What to do: Rewrite everything from the line containing "Verification task: determine if the white vinyl" down to the line containing "[169,246,239,300]", changing "porch post" to "porch column" and leaving all else as it is. Give back only those lines.

Records shown:

--------------------

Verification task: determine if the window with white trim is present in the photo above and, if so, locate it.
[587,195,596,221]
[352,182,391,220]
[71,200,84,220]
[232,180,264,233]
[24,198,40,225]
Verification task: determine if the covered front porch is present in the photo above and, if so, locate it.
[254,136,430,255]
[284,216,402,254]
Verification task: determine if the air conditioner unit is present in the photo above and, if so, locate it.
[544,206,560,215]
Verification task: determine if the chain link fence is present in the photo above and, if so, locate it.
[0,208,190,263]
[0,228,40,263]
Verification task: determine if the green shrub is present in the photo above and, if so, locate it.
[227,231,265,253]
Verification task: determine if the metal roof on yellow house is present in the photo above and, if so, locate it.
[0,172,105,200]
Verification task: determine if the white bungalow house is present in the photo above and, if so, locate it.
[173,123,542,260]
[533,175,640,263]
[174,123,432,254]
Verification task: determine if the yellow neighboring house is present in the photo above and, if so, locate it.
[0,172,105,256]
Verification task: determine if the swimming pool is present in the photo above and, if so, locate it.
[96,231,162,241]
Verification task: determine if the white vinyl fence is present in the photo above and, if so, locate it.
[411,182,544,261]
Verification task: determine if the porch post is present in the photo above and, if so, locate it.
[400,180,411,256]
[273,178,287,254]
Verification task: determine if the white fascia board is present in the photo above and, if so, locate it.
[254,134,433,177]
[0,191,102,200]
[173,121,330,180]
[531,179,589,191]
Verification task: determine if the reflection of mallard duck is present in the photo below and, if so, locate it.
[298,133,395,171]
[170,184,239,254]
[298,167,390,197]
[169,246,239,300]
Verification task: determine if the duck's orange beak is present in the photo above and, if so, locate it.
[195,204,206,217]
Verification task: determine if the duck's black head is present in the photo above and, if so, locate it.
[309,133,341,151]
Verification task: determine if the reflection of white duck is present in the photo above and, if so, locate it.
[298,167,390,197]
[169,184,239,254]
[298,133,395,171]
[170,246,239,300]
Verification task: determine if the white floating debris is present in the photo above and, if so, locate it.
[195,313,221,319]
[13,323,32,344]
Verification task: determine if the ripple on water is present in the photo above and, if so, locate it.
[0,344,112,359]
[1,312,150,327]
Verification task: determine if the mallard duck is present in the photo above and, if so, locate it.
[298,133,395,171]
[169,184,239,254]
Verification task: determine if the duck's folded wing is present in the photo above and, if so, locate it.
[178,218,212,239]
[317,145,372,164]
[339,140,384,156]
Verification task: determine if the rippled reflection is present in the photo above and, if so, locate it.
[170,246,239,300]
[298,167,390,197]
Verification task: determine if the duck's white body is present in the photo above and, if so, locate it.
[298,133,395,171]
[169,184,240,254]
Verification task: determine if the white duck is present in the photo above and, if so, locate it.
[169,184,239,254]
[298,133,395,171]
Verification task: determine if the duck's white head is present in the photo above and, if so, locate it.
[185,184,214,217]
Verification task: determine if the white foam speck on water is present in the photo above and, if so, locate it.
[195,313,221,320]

--------------------

Finished task:
Verification task: determine if the white vinyl fence is present in the photo above and, if so, locate it.
[411,182,544,261]
Verification task: determine if the porch column is present in the photo above and, if so, locate it.
[400,180,411,256]
[273,178,287,254]
Verification task: determine if the white fascia board is present in the photo above and, if so, locate it.
[254,134,433,177]
[0,191,102,200]
[173,121,330,180]
[531,179,589,191]
Verification task: determine if the reflection of mallard duck is present in the photo below and, if so, locate it.
[298,133,395,171]
[170,184,239,254]
[298,167,390,197]
[169,246,239,300]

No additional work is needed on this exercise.